**RECORDS:**

»»

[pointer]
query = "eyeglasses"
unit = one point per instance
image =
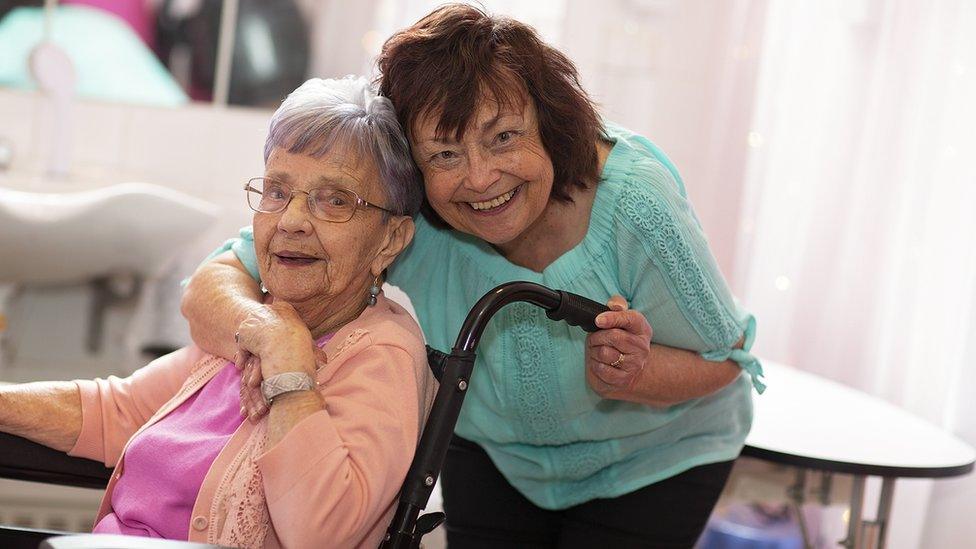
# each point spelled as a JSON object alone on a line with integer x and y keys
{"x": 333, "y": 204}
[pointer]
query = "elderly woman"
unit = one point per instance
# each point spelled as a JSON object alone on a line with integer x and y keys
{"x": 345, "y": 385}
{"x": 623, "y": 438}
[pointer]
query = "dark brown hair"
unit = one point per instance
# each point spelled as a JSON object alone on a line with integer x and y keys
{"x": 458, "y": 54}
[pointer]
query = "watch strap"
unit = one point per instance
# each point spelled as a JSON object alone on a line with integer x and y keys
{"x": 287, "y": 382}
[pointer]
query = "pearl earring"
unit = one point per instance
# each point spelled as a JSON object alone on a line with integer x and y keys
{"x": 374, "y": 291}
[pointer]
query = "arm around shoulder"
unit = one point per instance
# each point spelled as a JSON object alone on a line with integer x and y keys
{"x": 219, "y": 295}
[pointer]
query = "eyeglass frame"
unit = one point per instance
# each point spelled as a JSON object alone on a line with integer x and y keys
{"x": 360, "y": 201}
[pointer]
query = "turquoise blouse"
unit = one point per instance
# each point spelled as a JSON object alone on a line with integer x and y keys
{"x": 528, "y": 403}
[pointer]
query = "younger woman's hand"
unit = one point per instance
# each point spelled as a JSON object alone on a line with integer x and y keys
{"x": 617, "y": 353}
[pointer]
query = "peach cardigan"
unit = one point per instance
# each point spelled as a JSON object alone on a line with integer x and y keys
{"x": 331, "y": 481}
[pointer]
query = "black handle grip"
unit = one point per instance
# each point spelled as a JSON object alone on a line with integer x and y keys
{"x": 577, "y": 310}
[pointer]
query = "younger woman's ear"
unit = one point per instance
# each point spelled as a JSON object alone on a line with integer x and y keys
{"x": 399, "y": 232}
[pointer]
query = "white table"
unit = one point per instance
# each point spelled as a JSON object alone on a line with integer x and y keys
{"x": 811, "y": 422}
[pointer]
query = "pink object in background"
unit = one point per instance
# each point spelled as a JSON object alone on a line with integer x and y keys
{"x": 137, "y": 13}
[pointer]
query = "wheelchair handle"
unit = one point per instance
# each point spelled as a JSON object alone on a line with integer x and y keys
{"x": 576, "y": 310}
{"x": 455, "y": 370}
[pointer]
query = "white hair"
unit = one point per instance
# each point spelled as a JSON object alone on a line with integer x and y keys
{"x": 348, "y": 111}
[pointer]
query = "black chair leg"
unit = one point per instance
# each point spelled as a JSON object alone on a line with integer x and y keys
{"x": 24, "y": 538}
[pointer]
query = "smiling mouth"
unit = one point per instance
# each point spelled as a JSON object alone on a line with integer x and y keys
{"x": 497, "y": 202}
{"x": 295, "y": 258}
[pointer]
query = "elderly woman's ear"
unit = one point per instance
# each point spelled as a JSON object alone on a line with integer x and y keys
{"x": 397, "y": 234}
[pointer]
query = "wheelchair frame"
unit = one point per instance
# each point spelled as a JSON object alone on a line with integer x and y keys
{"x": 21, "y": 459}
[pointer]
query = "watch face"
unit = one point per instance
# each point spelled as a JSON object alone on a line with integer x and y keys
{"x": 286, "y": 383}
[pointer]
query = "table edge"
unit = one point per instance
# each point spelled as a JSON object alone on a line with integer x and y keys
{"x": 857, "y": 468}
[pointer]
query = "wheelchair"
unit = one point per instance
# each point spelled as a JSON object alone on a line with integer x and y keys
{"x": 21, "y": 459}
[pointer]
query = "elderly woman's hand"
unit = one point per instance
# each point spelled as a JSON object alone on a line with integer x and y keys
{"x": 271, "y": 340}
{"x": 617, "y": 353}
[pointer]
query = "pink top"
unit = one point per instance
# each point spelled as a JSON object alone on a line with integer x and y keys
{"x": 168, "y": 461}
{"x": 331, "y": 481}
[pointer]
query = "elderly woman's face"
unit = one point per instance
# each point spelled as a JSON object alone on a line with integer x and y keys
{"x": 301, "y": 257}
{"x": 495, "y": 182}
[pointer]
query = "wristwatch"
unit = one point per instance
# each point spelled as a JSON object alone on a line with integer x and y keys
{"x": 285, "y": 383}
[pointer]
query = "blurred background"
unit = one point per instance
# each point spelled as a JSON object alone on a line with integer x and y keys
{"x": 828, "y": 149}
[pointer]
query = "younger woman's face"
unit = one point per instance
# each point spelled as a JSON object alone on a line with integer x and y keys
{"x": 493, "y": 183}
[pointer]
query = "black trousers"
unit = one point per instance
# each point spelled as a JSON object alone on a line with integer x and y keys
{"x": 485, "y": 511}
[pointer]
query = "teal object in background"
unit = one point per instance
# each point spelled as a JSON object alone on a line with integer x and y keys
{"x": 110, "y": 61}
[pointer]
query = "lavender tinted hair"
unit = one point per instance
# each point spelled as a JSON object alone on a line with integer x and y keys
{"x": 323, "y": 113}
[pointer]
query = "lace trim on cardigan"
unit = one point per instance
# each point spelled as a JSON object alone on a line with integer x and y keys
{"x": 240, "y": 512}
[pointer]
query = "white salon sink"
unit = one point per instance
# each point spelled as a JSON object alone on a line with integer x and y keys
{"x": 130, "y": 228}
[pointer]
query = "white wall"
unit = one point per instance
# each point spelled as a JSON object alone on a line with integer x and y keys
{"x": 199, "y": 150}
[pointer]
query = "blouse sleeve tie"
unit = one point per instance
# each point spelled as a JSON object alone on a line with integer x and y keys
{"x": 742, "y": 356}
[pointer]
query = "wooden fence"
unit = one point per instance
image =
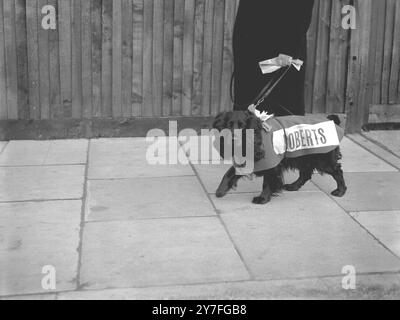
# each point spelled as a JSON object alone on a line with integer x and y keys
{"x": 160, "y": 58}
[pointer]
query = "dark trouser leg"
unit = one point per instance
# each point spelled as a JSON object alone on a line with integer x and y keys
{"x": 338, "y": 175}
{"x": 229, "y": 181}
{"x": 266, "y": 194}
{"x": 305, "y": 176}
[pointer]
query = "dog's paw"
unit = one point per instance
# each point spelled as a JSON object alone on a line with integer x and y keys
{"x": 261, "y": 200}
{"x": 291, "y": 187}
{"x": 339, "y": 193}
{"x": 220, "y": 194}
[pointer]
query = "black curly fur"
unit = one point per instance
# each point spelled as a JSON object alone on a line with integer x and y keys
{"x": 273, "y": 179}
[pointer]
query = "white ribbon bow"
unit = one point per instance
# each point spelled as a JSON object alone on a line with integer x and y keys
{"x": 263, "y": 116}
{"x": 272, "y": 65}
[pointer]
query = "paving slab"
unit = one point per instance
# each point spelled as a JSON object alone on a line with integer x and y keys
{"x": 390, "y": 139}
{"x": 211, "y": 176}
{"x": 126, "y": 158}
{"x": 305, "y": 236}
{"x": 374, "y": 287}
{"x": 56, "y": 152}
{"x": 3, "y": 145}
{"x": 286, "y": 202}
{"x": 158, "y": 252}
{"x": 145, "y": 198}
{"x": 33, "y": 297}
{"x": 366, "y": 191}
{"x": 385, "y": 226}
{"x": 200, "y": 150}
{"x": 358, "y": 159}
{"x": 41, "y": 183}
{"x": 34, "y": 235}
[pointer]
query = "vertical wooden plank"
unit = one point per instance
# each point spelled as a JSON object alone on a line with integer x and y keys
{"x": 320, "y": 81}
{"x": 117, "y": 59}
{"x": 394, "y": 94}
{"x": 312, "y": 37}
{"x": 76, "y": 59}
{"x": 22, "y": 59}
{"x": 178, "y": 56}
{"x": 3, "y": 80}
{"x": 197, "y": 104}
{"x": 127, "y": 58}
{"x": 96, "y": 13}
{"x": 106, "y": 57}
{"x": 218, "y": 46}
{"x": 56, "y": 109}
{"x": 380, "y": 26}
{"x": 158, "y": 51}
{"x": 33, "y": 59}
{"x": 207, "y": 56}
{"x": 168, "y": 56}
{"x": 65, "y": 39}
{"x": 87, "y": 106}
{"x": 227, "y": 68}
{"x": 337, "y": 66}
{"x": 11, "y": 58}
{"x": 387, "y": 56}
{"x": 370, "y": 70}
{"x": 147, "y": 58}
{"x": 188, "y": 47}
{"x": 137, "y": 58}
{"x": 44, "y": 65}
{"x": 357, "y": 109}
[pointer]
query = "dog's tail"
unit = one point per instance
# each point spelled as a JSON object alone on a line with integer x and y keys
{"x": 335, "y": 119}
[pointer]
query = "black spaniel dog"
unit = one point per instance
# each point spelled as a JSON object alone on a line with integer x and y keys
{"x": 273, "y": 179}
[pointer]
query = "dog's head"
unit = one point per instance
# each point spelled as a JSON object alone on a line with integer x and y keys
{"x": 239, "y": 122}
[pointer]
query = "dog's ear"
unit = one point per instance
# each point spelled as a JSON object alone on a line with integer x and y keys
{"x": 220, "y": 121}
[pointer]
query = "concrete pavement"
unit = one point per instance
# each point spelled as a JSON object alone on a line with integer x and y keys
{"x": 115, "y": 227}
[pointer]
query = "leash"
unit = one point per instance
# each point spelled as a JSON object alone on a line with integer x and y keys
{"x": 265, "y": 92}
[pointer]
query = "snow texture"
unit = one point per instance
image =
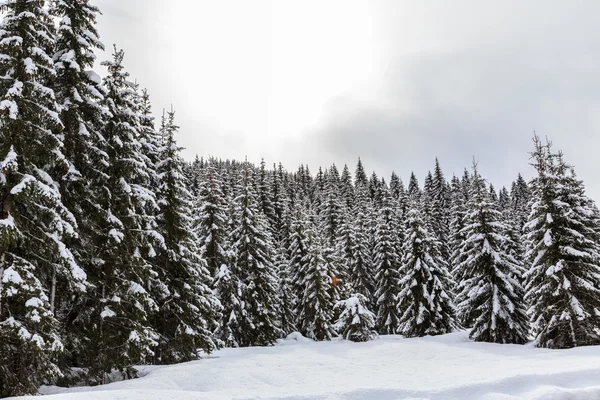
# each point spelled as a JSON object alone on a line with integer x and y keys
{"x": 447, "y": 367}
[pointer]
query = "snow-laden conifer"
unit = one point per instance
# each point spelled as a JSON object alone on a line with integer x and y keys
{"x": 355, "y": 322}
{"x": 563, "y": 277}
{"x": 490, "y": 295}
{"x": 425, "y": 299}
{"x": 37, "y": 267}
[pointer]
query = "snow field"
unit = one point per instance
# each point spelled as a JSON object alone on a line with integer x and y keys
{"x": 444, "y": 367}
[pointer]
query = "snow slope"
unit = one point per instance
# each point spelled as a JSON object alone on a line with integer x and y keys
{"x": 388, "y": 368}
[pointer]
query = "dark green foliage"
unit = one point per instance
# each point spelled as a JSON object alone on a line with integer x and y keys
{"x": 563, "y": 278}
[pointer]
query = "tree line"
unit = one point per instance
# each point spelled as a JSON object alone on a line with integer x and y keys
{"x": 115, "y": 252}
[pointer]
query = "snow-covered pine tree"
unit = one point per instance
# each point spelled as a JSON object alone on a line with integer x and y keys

««

Pick out every line of the records that contains the word "pink" and copy each one.

query = "pink object in background"
query = "pink top"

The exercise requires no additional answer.